[DIRECTIONS FOR THIS TASK]:
Format the lines of the entries below as a Markdown table with two columns, Row and Line, numbering each line and skipping blank lines. Leave the pictures out of the answer.

[Entries locating objects in images]
◆ ◆ ◆ ◆ ◆

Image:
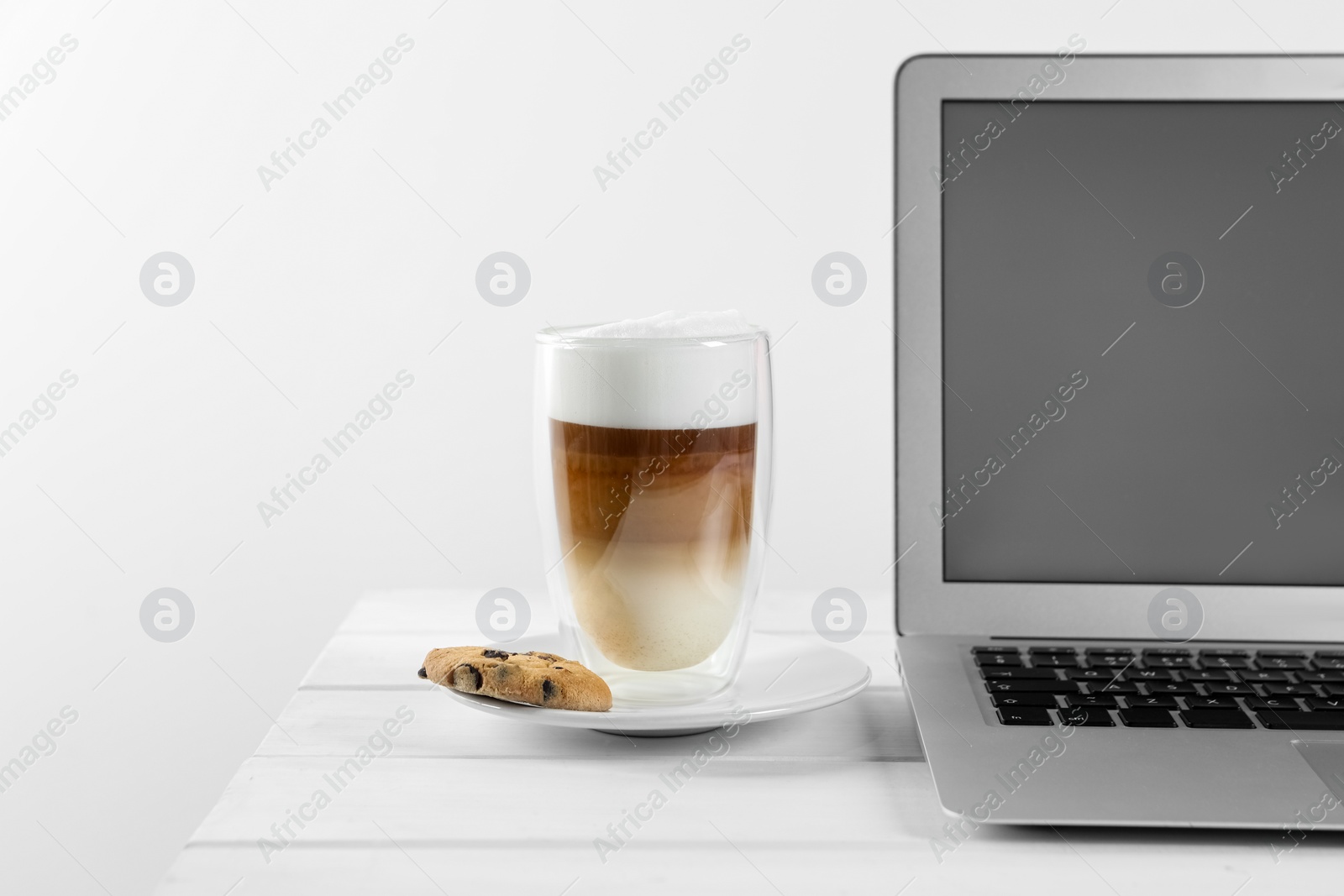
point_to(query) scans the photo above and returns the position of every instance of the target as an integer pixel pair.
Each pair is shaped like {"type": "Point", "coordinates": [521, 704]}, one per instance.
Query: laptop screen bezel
{"type": "Point", "coordinates": [925, 602]}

◆ ◆ ◆ ◆ ◆

[EXPECTED ANSWER]:
| Row | Line |
|---|---|
| 1 | Image: |
| 2 | point_to(query) scans the photo above and returns the position of every instance of the target as an integer pixel pair. |
| 3 | Each pair is shaped like {"type": "Point", "coordinates": [521, 704]}, one per instance. |
| 4 | Query: laptop screen bezel |
| 5 | {"type": "Point", "coordinates": [925, 602]} |